Stored items
_ _ _ _ _
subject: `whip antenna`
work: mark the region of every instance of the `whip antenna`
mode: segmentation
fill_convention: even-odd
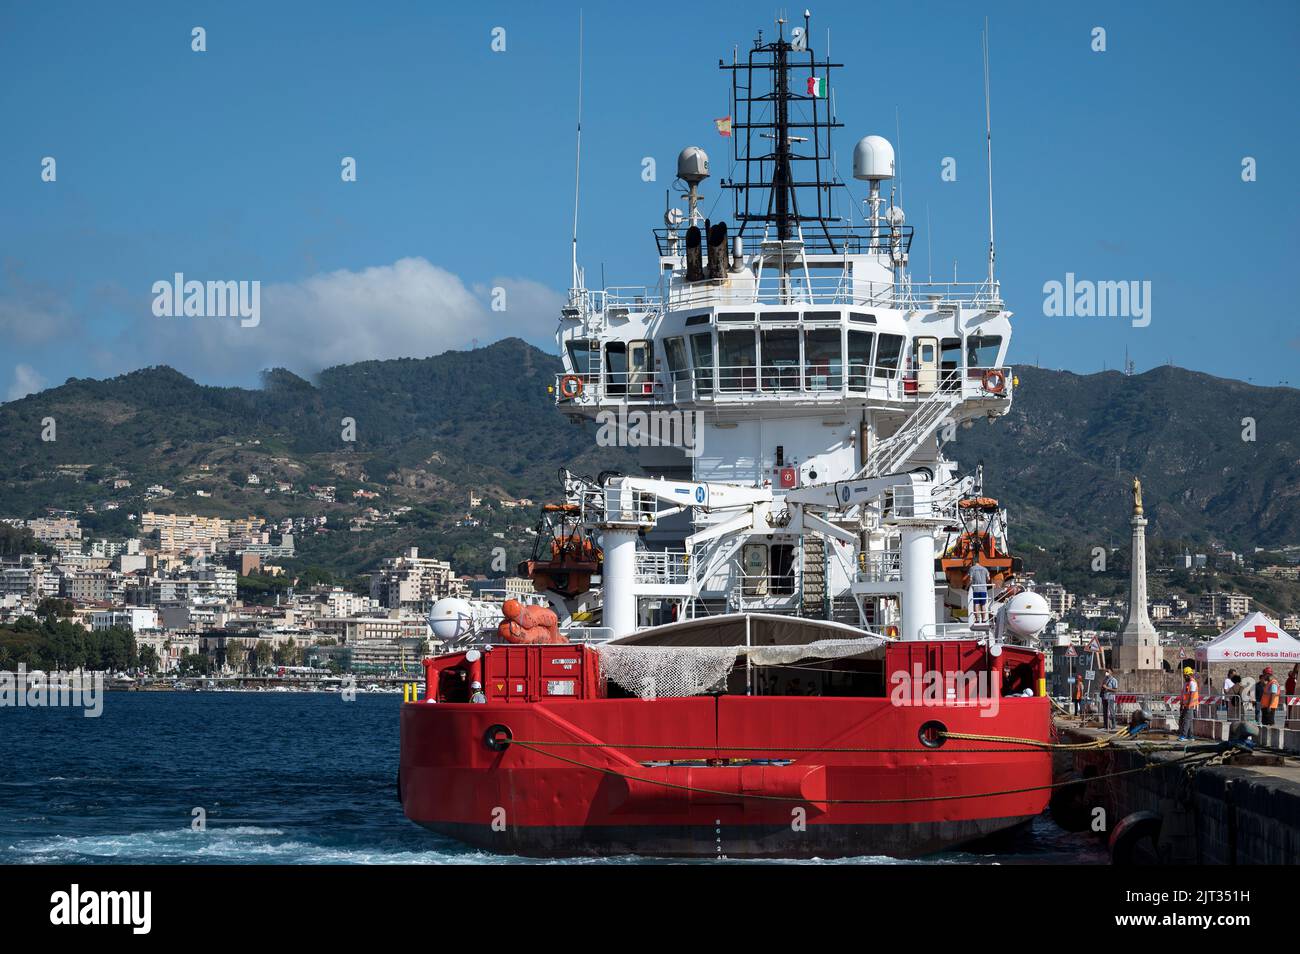
[[[573,288],[582,287],[578,271],[578,183],[582,175],[582,11],[578,11],[578,136],[573,159]]]
[[[989,294],[993,294],[993,119],[989,107],[989,18],[984,18],[984,138],[989,165]]]

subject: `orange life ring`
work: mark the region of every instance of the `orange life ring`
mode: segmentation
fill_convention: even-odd
[[[1001,394],[1007,389],[1007,376],[997,368],[984,372],[984,390],[989,394]]]
[[[582,378],[576,374],[566,374],[560,378],[560,397],[572,401],[582,393]]]

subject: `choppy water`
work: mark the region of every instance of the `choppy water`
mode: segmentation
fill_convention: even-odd
[[[79,709],[0,709],[0,863],[526,861],[406,820],[394,787],[400,704],[397,695],[130,692],[108,694],[96,719]],[[191,830],[196,807],[207,812],[206,831]],[[1040,818],[1004,850],[930,860],[1095,864],[1105,853]]]

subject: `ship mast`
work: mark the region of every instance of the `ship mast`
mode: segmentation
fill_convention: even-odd
[[[738,235],[753,225],[786,242],[804,237],[802,223],[815,222],[818,234],[804,237],[816,246],[810,250],[839,254],[845,229],[831,198],[844,183],[831,163],[831,130],[843,123],[831,116],[829,87],[830,71],[841,64],[817,58],[808,19],[795,42],[781,19],[775,40],[765,43],[760,32],[745,60],[719,61],[732,74],[733,159],[741,174],[722,187],[733,192]],[[792,73],[805,69],[806,91],[798,77],[792,82]]]

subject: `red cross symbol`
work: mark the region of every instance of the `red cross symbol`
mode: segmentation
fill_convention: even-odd
[[[1264,643],[1268,642],[1270,639],[1277,639],[1277,633],[1273,632],[1271,629],[1268,629],[1265,626],[1256,626],[1250,632],[1242,633],[1241,635],[1247,639],[1253,639],[1261,646]]]

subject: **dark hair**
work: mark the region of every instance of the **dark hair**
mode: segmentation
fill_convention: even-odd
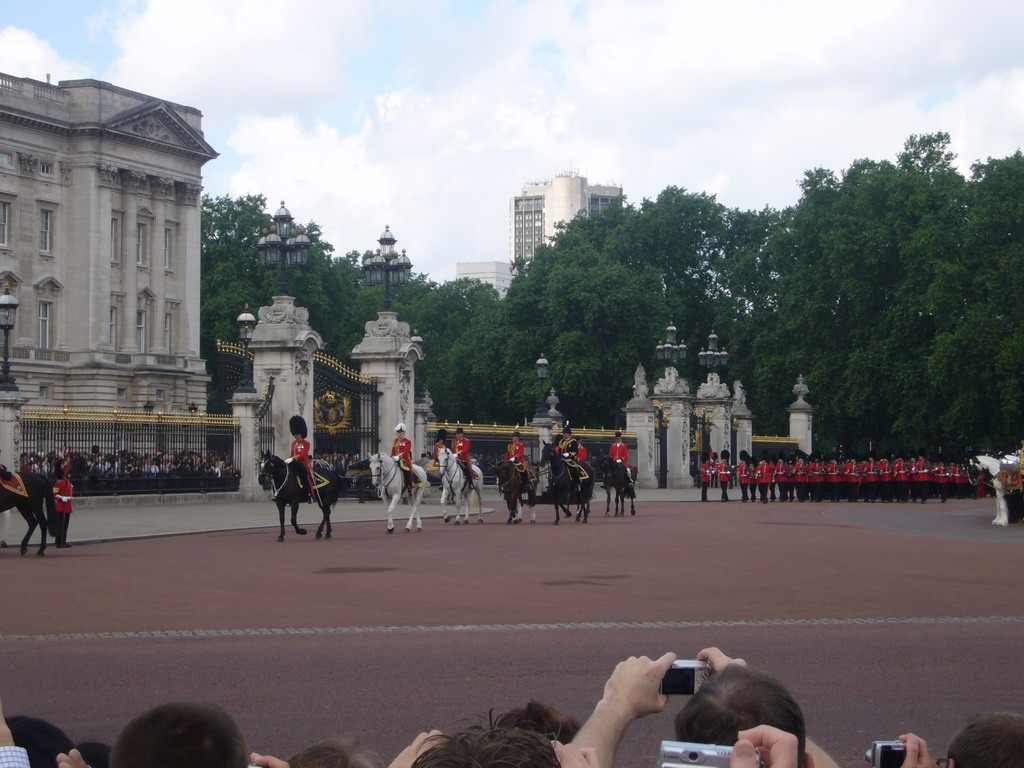
[[[71,737],[49,720],[25,715],[4,719],[11,729],[15,745],[28,752],[28,763],[32,768],[53,768],[57,764],[57,755],[75,746]]]
[[[110,745],[100,741],[83,741],[76,744],[75,749],[82,753],[89,768],[108,768],[110,766]]]
[[[412,768],[560,768],[551,742],[522,728],[474,725],[454,736],[434,736]]]
[[[740,731],[758,725],[771,725],[796,736],[803,760],[807,731],[796,699],[767,672],[730,664],[679,710],[676,738],[730,746]]]
[[[114,742],[111,768],[245,768],[245,739],[223,707],[172,701],[143,712]]]
[[[288,758],[291,768],[383,768],[376,752],[364,749],[355,736],[322,739]]]
[[[501,715],[494,721],[494,727],[523,728],[539,733],[545,738],[568,744],[576,737],[580,721],[575,717],[563,715],[554,707],[530,699],[530,703],[525,707]]]
[[[975,715],[953,737],[947,754],[956,768],[1017,768],[1024,755],[1024,715]]]

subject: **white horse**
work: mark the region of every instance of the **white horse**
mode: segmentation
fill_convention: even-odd
[[[1010,513],[1006,506],[1006,494],[1009,490],[1003,485],[1000,479],[1000,470],[1005,466],[1012,465],[1010,471],[1020,471],[1020,459],[1012,454],[1006,456],[975,456],[971,459],[971,465],[978,470],[984,471],[992,476],[992,487],[996,491],[996,519],[992,525],[1009,525]]]
[[[423,489],[427,485],[427,473],[423,471],[423,468],[412,465],[413,474],[416,476],[416,487],[409,491],[410,506],[412,510],[409,512],[409,522],[405,524],[405,532],[409,533],[412,530],[412,520],[416,518],[416,530],[423,530],[423,523],[420,521],[419,507],[420,501],[423,499]],[[392,518],[392,513],[395,511],[395,507],[398,505],[398,500],[402,498],[404,489],[402,488],[403,478],[402,470],[399,469],[398,464],[389,456],[381,456],[379,453],[375,453],[370,457],[370,478],[373,480],[374,486],[377,488],[378,495],[384,499],[387,497],[388,504],[388,533],[395,532],[395,521]]]
[[[448,497],[455,501],[455,524],[459,524],[459,510],[465,507],[462,515],[462,522],[469,523],[469,499],[476,494],[477,519],[478,523],[484,521],[483,500],[480,498],[480,489],[484,485],[484,474],[480,467],[473,465],[474,485],[466,482],[466,476],[459,466],[458,457],[447,448],[439,448],[437,451],[437,470],[441,473],[441,515],[444,521],[448,522]]]

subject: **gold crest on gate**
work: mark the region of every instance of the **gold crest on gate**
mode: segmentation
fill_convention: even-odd
[[[313,401],[313,420],[329,435],[348,429],[352,426],[352,398],[339,400],[334,392],[325,392]]]

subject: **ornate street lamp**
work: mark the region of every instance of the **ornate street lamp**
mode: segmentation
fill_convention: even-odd
[[[668,324],[668,328],[665,329],[665,339],[666,341],[655,347],[655,354],[667,365],[675,366],[677,362],[686,357],[686,342],[680,339],[679,343],[676,343],[675,323]]]
[[[709,371],[729,362],[729,353],[718,348],[718,334],[714,331],[708,335],[708,348],[702,349],[697,357],[700,359],[700,364]]]
[[[11,284],[4,286],[0,296],[0,328],[4,332],[4,363],[0,369],[0,392],[17,392],[18,385],[11,376],[11,331],[14,330],[14,317],[18,312],[18,300],[11,295]]]
[[[363,274],[367,285],[384,286],[384,311],[391,311],[391,286],[409,282],[412,262],[405,255],[395,253],[398,240],[391,234],[391,227],[385,226],[384,232],[377,240],[380,248],[376,253],[367,253],[363,257]]]
[[[284,200],[282,200],[281,207],[274,214],[272,231],[264,230],[265,234],[256,242],[256,250],[260,254],[260,264],[281,271],[277,287],[281,296],[288,295],[289,270],[305,268],[309,261],[309,248],[312,245],[302,227],[292,226],[293,221],[295,219],[292,218],[291,212],[284,207]]]
[[[235,387],[235,392],[248,392],[255,394],[256,387],[252,381],[252,360],[249,359],[249,342],[252,341],[252,332],[256,327],[256,318],[249,311],[249,305],[245,305],[245,311],[235,321],[238,323],[238,338],[242,340],[242,347],[245,349],[245,357],[242,360],[242,379]]]
[[[540,381],[540,396],[537,398],[537,413],[533,415],[535,419],[543,419],[548,415],[547,408],[544,407],[544,388],[547,386],[548,381],[548,368],[550,367],[547,358],[544,357],[544,353],[540,353],[540,357],[537,358],[537,362],[533,364],[533,367],[537,371],[537,379]]]

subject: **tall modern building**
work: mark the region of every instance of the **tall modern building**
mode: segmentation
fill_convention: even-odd
[[[512,285],[512,265],[507,261],[460,261],[455,264],[455,279],[467,278],[493,285],[499,296]]]
[[[622,187],[590,185],[575,171],[526,184],[523,193],[509,203],[510,261],[532,259],[537,246],[555,236],[556,224],[581,212],[589,216],[604,210],[618,197]]]
[[[202,114],[96,80],[0,74],[0,291],[33,404],[187,408],[199,357]]]

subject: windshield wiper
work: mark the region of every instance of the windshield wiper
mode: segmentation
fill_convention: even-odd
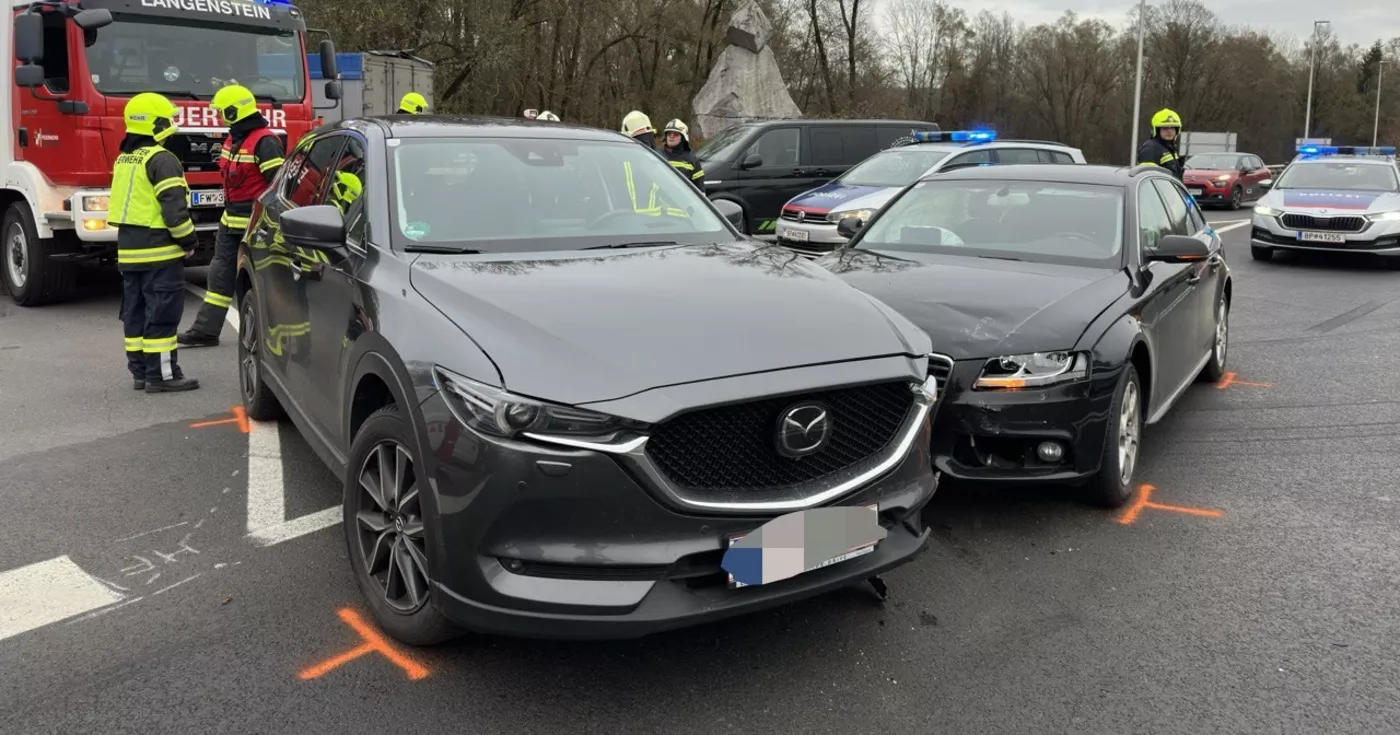
[[[1025,262],[1025,258],[1012,258],[1007,255],[974,255],[975,258],[986,258],[987,260],[1014,260],[1017,263]]]
[[[471,248],[454,248],[451,245],[409,245],[406,253],[447,253],[449,255],[481,255],[482,251]]]
[[[622,250],[625,248],[648,248],[657,245],[679,245],[675,240],[656,240],[654,242],[617,242],[610,245],[593,245],[583,248],[584,250]]]
[[[165,91],[162,91],[161,94],[165,95],[166,97],[179,97],[179,98],[182,99],[182,100],[202,100],[202,99],[204,99],[203,97],[200,97],[199,95],[195,94],[194,92],[165,92]]]

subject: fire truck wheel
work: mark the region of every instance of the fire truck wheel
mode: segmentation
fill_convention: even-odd
[[[51,240],[40,240],[29,205],[15,202],[5,211],[0,227],[0,278],[10,298],[20,306],[65,301],[77,285],[72,263],[49,258]]]

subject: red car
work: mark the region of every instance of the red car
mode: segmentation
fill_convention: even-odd
[[[1251,153],[1197,153],[1186,159],[1186,190],[1201,204],[1239,209],[1264,196],[1260,182],[1272,177],[1264,161]]]

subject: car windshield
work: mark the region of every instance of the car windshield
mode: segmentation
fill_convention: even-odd
[[[539,252],[733,239],[655,153],[626,141],[395,140],[401,246]]]
[[[725,128],[719,132],[719,135],[702,143],[696,149],[695,157],[701,161],[728,161],[738,152],[739,144],[743,142],[744,134],[747,132],[749,132],[747,125]]]
[[[1240,157],[1230,153],[1197,153],[1186,159],[1186,168],[1234,171],[1240,167]]]
[[[1395,167],[1349,161],[1310,161],[1284,169],[1275,189],[1342,189],[1346,191],[1396,191]]]
[[[839,181],[848,186],[905,187],[947,157],[947,151],[929,149],[884,151],[856,164]]]
[[[854,246],[1118,268],[1118,187],[1034,181],[921,181],[886,206]]]
[[[237,82],[268,100],[306,97],[306,57],[292,31],[231,31],[226,25],[121,13],[113,18],[87,49],[88,72],[103,94],[204,99]]]

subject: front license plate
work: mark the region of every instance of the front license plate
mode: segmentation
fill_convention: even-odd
_ _ _ _ _
_What is expected_:
Your answer should be only a number: how many lines of the data above contain the string "mast"?

_Task response_:
2